Challenge:
Copy the records from the line containing "A rule for this batch: each instance of the number" through the last line of the records, both included, with every character unchanged.

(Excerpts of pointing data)
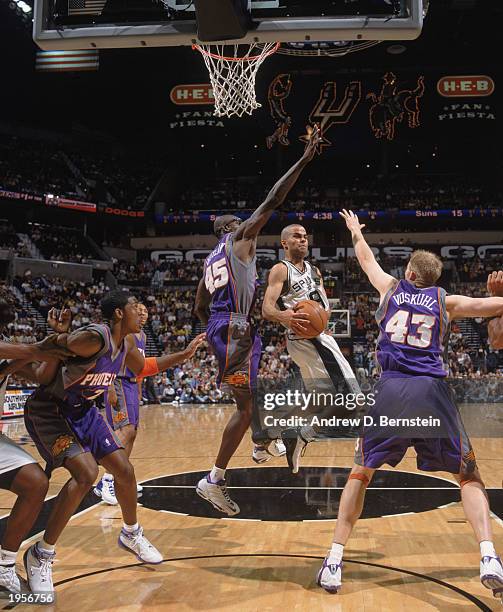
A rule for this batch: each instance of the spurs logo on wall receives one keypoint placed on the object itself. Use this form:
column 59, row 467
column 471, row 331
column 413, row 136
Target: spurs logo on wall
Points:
column 279, row 90
column 392, row 105
column 329, row 111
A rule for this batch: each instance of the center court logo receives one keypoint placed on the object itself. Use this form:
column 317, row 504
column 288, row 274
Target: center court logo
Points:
column 62, row 443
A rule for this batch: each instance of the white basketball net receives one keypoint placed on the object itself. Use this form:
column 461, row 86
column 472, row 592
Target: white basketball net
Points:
column 233, row 76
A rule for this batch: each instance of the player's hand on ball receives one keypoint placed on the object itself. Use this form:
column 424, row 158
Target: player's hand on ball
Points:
column 352, row 222
column 59, row 320
column 194, row 345
column 495, row 283
column 313, row 142
column 112, row 396
column 296, row 321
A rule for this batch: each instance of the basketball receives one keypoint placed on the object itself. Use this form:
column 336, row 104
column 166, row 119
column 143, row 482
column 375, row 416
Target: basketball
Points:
column 318, row 317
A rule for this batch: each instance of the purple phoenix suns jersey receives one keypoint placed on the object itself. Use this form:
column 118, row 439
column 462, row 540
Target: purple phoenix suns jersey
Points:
column 413, row 331
column 81, row 380
column 230, row 282
column 141, row 343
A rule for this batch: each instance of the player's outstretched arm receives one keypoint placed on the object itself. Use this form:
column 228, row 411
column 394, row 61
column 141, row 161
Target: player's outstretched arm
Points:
column 203, row 299
column 40, row 373
column 461, row 306
column 249, row 229
column 380, row 279
column 168, row 361
column 293, row 320
column 46, row 349
column 148, row 366
column 495, row 327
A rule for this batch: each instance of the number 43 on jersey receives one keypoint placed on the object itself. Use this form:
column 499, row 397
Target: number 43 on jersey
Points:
column 398, row 326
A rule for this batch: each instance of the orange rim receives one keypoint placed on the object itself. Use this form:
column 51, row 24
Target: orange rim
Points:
column 246, row 58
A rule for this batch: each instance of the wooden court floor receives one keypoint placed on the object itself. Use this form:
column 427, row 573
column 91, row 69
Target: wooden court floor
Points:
column 402, row 559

Response for this exercise:
A rule for this batch: each instance of the number 43 on jersey receives one keypoint placed on the object itself. Use this form:
column 499, row 397
Target: number 43 on jersey
Points:
column 398, row 326
A rule for this batch: each instance of the orange rim receives one keypoint placed on the object itself. Use this form:
column 51, row 24
Target: orange rim
Points:
column 246, row 58
A rule for this batch: each instance of the wooden court floor receives one keypoint placed on the object itself. Use this form:
column 427, row 573
column 91, row 69
Target: wooden court floor
Points:
column 402, row 559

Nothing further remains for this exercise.